**What is expected**
Retype the whole listing exactly.

**Data in this exercise**
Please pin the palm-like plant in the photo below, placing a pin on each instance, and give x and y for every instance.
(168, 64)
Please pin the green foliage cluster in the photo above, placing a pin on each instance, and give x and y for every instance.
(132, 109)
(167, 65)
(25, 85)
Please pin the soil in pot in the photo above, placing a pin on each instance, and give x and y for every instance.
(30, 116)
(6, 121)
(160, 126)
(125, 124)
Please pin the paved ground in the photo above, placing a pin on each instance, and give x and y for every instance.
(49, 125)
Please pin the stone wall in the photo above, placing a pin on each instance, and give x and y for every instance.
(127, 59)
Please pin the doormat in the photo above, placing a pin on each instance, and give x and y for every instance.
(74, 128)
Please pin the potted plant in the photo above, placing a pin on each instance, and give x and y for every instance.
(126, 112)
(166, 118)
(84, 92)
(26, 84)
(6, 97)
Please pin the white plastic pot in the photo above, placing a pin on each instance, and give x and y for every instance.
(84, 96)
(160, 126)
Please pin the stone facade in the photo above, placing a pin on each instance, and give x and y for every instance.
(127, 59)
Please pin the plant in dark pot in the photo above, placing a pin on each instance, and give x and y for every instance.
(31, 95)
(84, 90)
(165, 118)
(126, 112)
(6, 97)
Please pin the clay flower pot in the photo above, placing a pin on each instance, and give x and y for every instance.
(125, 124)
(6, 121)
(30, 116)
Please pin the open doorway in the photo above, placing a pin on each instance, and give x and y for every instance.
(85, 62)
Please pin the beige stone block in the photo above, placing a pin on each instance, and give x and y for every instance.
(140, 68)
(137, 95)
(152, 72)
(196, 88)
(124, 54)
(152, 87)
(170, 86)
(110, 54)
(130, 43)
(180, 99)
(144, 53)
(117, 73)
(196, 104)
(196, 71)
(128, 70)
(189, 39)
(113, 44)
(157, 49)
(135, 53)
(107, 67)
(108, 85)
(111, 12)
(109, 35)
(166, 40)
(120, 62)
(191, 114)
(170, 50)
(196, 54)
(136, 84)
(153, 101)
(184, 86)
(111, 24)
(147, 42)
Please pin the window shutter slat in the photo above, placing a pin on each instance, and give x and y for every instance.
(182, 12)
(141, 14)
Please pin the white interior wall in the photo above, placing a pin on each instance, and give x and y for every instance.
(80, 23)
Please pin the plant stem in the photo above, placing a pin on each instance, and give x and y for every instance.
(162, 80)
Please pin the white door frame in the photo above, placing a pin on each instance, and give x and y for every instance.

**Response to this exercise**
Please pin the palm-like plant in the photo below, placing a pin on each instance, and give x and y for every instance.
(168, 64)
Please pin the green foliage cluster in the photo above, placing a pin on each instance, and give x and y for every instance.
(132, 109)
(167, 65)
(25, 85)
Please pin the soil in pot in the photo above, placing a pin on each instance, and give x and y for every instance.
(30, 116)
(6, 121)
(160, 126)
(125, 124)
Please pin the paved ground in the photo above, placing a pin on each instance, and give x and y for every instance.
(49, 125)
Please pin the stone wall in the photo above, placing a pin on each instance, and give x and y for every instance.
(127, 59)
Please pin the doormat in the photo above, placing a pin on each instance, and give x and y for every instance.
(74, 128)
Please pin the potted plant in the photo above, placing a pin on each instance, and give x and y for every instance.
(126, 112)
(166, 118)
(84, 92)
(26, 84)
(6, 97)
Please pin the white plastic pot in the photo above, placing a pin on each instance, and give x and y for every instance.
(84, 96)
(160, 126)
Please pin the stone facade in the photo above, placing a pin on each instance, and give x and y for every instance.
(127, 59)
Please pin the plant in dark pot in the photo above, placing a pin on each instance, and give x and y for every instance.
(31, 95)
(84, 90)
(165, 118)
(126, 112)
(6, 97)
Please pin the clay flower pot in the photo above, placing a pin on each instance, and give x and y for every instance.
(125, 124)
(6, 121)
(30, 116)
Please pin the open doorway in the photo above, placing a pin on each instance, and give x and y for every instance.
(85, 62)
Please pin the beige stone block in the photo above, placing a pin on each instance, and give x and y for every instance.
(140, 68)
(137, 95)
(152, 72)
(196, 88)
(124, 54)
(152, 87)
(170, 86)
(110, 54)
(130, 43)
(180, 99)
(144, 53)
(117, 73)
(196, 104)
(196, 71)
(128, 70)
(189, 39)
(113, 44)
(157, 49)
(135, 53)
(107, 67)
(108, 85)
(111, 12)
(109, 35)
(166, 40)
(120, 62)
(191, 114)
(170, 50)
(196, 54)
(136, 84)
(153, 101)
(184, 86)
(111, 24)
(147, 42)
Please pin the window shutter slat in the photo above, placing a pin on each instance, and give x and y for every instance.
(182, 12)
(141, 14)
Please pin the white interior wall in the photo above, placing a pin on each instance, and give x and y for every instance.
(80, 23)
Please pin the plant stem in the photo above, placing a pin on each instance, and give x and y for every instance.
(162, 80)
Please pin the white door frame in the photo above, placing a pin on each instance, and give x and y for every instance.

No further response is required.